* **Dataset excerpts**:

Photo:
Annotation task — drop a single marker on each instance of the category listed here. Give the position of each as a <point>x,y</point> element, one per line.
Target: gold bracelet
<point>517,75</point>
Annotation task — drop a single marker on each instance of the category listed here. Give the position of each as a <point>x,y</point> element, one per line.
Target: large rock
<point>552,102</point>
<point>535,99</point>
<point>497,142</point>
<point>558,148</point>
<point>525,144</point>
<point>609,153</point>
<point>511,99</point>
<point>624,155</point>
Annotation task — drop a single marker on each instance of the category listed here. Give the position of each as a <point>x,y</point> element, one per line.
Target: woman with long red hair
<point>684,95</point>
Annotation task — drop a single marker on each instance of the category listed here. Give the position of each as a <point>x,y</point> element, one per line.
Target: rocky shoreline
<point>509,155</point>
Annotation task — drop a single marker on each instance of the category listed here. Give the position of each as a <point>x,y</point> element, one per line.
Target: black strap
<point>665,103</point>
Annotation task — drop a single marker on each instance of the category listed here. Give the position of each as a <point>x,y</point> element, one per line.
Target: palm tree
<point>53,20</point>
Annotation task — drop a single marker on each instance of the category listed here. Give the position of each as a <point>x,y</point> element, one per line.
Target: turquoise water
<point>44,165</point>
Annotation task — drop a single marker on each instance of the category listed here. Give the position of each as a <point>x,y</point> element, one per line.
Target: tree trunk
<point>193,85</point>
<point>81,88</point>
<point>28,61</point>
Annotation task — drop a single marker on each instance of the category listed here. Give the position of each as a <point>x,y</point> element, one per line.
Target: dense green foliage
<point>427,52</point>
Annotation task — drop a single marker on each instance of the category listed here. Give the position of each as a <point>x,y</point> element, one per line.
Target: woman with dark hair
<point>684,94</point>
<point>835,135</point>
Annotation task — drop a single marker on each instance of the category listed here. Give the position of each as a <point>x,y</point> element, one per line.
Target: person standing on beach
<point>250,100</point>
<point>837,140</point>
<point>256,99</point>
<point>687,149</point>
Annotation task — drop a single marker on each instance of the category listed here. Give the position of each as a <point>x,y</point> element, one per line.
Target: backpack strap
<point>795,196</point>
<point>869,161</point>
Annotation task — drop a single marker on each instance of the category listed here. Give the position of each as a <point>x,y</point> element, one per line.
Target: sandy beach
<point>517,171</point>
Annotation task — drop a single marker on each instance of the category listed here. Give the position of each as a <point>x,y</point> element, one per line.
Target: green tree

* **Work to complete**: Return the listing above word for word.

* **Exercise answer**:
Photo:
Annotation task — drop a single marker on each instance of the category listed here. Give the position of each as a <point>x,y</point> element, one per line.
Target: gold bracelet
<point>517,75</point>
Annotation task — drop a single marker on each instance of the category listed here. Give the position of each as a <point>x,y</point> element, one per line.
Target: large rock
<point>552,102</point>
<point>535,99</point>
<point>497,142</point>
<point>558,148</point>
<point>525,144</point>
<point>609,153</point>
<point>511,99</point>
<point>624,155</point>
Annotation task — drop a single marker on each instance of the category listed here. Give the position of each as a <point>x,y</point> element, one per line.
Target: woman with long red hair
<point>684,95</point>
Annotation task — drop a single marker on each instance of the category listed here. Give the position of each as a <point>x,y</point> element, one per line.
Target: rocky shoreline
<point>509,155</point>
Annotation task — drop a single marker on each instance of the category listed here. Give the position of each as a <point>x,y</point> element, one per line.
Target: black strap
<point>665,103</point>
Annotation task — drop a single marker on each instance of the category listed here. Give the position of each as a <point>x,y</point> element, one per line.
Target: palm tree
<point>53,20</point>
Annotation task — drop a single marker on each instance of the category listed here. Give the position of each as a <point>x,y</point> element, one per line.
Target: turquoise water
<point>44,165</point>
Annotation task — drop a single marker on each instance of the category listed here. Give the position of each as a <point>x,y</point> element, one per line.
Target: tree trunk
<point>193,85</point>
<point>81,88</point>
<point>28,61</point>
Annotation task — drop a single marker on each instance of the category listed here. Give the position of each as a <point>x,y</point> element, one per line.
Target: dense green foliage
<point>427,52</point>
Annotation task — drop a single marker on each instance of the category listed here. Give the position of each as a <point>x,y</point> element, one per line.
Target: woman with dark hair
<point>684,94</point>
<point>835,135</point>
Annotation task — drop a single marker on each instance of the category listed here. Give the position of each as a <point>x,y</point> element, one per line.
Target: person standing on beach
<point>250,100</point>
<point>837,140</point>
<point>256,99</point>
<point>687,149</point>
Annotation task — drop a single marker on each instance of the category listed here. Give the position of each as a <point>x,y</point> element, one per line.
Target: backpack strap
<point>795,196</point>
<point>869,161</point>
Annotation task — drop a single marker on each instance of the category listed here. Give the position of each as a <point>x,y</point> element, one per line.
Target: sandy beach
<point>517,171</point>
Annotation task — drop a single marker on each instance of the category listed here. Give the position of each as a <point>x,y</point> element, one per line.
Target: green tree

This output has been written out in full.